┌──

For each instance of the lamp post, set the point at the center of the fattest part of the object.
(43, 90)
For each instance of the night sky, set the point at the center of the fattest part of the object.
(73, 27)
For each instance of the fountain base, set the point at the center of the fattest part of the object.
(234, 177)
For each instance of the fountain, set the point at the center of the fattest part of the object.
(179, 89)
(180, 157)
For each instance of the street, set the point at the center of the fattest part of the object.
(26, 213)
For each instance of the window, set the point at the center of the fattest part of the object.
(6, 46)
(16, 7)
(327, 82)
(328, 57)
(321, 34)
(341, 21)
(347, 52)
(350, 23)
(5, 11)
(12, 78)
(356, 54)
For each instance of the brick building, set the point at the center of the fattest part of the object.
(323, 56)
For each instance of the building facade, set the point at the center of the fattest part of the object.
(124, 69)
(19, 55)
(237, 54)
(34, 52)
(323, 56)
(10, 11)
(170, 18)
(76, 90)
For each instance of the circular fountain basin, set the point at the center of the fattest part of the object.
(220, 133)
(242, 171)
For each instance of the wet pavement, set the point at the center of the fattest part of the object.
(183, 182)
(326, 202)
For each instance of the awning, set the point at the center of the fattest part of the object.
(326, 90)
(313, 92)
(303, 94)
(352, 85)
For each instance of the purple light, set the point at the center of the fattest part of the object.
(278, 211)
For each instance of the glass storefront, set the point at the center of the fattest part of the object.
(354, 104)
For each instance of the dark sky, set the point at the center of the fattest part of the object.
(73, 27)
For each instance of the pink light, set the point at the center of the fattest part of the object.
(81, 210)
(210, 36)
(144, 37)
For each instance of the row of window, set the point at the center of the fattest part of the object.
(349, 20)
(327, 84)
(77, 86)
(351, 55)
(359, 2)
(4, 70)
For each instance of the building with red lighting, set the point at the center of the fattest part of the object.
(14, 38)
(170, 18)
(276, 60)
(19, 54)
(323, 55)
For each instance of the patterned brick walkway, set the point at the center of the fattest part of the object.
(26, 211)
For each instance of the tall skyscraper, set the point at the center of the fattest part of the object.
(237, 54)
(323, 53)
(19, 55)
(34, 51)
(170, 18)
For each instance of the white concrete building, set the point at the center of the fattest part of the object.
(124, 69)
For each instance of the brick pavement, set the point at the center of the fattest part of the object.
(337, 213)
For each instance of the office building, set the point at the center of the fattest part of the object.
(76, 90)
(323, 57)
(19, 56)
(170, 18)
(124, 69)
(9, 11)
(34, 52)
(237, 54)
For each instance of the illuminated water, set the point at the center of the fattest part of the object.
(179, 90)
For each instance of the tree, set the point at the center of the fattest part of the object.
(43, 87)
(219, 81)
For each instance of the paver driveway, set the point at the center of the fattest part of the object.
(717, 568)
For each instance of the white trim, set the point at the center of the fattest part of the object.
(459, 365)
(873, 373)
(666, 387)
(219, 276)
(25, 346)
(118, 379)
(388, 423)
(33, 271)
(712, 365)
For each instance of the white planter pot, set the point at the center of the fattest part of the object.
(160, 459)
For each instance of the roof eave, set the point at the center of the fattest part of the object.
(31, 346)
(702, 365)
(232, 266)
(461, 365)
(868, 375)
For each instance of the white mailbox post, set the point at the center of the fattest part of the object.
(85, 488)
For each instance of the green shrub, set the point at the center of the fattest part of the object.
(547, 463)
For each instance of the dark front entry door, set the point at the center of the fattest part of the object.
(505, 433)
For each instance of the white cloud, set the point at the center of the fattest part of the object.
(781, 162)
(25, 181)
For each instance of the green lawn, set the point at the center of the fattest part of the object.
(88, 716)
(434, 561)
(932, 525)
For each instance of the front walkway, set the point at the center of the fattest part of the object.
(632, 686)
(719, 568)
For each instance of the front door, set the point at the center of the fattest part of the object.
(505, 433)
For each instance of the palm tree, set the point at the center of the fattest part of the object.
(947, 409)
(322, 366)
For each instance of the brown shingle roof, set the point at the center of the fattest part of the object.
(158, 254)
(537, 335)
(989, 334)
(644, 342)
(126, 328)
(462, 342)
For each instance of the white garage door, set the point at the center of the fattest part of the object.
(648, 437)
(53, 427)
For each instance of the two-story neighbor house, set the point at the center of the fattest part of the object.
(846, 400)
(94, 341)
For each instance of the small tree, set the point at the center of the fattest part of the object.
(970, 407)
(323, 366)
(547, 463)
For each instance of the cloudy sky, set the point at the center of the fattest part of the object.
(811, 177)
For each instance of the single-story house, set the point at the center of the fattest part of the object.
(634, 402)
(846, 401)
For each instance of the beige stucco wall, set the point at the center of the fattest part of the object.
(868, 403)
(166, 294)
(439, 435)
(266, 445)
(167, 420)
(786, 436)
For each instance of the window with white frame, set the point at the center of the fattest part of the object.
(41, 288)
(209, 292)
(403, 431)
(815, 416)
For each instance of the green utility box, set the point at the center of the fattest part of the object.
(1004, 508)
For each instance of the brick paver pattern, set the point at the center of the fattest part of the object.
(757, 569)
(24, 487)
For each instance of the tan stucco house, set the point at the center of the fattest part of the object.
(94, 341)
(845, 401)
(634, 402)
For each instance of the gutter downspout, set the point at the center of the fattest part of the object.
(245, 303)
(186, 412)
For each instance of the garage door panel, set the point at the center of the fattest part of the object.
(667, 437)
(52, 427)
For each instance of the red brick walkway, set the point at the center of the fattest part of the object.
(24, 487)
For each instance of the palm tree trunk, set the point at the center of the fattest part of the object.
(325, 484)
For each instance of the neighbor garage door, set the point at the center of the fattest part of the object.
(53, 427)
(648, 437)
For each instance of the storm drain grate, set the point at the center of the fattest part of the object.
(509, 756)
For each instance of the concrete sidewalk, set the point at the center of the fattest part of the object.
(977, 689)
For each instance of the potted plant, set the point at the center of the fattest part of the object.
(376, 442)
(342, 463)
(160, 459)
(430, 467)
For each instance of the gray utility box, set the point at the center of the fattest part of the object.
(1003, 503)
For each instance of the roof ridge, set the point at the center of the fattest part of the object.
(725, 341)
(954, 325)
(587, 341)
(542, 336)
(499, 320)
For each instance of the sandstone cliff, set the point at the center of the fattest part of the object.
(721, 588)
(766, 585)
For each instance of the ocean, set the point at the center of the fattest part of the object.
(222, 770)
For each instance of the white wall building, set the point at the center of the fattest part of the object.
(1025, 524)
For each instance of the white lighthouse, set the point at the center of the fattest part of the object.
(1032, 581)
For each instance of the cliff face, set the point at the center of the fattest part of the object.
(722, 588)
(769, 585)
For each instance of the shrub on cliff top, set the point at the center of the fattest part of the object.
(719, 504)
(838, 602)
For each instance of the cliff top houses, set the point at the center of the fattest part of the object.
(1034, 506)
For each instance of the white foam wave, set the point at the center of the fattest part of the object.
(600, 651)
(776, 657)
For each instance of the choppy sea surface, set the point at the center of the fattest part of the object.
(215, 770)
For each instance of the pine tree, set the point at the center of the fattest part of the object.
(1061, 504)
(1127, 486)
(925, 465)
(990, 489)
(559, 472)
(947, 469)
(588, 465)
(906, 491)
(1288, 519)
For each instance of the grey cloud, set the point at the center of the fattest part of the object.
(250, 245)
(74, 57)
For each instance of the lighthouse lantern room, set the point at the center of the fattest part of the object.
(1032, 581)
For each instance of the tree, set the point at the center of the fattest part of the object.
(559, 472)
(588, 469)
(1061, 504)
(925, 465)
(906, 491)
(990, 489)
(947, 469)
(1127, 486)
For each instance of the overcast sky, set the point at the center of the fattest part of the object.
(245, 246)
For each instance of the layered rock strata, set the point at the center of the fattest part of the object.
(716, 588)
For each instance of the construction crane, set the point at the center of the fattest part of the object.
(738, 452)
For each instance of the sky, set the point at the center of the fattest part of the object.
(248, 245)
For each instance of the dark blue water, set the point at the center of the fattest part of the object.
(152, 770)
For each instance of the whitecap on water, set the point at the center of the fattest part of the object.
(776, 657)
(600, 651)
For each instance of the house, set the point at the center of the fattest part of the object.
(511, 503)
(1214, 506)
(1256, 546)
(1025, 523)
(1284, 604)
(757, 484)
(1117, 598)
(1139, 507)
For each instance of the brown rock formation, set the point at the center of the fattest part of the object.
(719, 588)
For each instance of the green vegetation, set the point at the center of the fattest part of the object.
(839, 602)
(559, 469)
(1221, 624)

└──

Copy the records verbatim, covering the stretch from the line containing "For each instance of the dark blue" through the line containing "(1139, 507)", both included.

For each instance of the dark blue water, set the point at the center of the fattest part of the object.
(152, 770)
For each instance of the whitecap on water, set the point at the center of the fattest part of the object.
(776, 657)
(600, 651)
For each instance of the house, set the point at the center of the fattest part of the object.
(511, 503)
(1214, 506)
(1256, 546)
(1025, 523)
(1284, 604)
(757, 484)
(1117, 598)
(1139, 507)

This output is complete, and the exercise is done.